DATASET RECORDS:
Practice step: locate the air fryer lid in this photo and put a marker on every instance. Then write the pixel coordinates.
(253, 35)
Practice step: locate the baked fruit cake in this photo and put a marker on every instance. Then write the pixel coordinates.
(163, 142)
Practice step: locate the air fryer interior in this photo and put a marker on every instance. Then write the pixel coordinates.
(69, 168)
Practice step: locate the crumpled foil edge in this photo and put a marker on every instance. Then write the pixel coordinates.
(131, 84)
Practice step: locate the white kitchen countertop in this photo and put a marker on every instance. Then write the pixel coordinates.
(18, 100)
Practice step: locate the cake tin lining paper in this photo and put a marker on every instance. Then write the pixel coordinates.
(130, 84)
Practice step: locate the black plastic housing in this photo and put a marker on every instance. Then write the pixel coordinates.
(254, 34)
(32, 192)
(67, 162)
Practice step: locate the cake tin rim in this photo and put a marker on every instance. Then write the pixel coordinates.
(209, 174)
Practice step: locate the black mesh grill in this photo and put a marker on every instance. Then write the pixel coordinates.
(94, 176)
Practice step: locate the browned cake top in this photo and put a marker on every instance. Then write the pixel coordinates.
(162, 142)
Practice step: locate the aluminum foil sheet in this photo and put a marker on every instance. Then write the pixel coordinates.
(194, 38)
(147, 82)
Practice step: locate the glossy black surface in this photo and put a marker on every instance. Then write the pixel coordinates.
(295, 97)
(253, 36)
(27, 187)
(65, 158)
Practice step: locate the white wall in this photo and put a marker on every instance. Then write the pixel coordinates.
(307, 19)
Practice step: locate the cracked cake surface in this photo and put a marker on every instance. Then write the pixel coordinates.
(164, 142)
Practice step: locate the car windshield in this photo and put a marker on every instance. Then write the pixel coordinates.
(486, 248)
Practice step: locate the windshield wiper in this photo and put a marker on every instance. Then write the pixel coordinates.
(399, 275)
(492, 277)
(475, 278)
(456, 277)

TO BE DONE: Reproduce exactly, with nothing added, the lines from the one that contains "Practice step: locate the aluminum" to the end of the data.

REPLY:
Practice step: locate the aluminum foil sheet in this photo and put a marker on every instance. Then write the pixel coordinates.
(194, 38)
(147, 82)
Practice step: locate the glossy black surface in this photo and put a marker on every instance. Then write the pixel coordinates.
(295, 97)
(253, 36)
(27, 187)
(65, 158)
Practice step: locate the white wall in this photo and put a marker on every instance. Then write the pixel coordinates.
(307, 19)
Practice step: locate the cracked cake surface in this photo and put a marker on every instance. Then write the pixel coordinates.
(164, 142)
Practice step: locate the car windshield in this photo and put a marker on every instance. Then write the pixel coordinates.
(486, 248)
Practice step: locate the windshield wiper in this photo and put a marker on every instance. Then write the pixel coordinates.
(399, 275)
(492, 277)
(475, 278)
(456, 277)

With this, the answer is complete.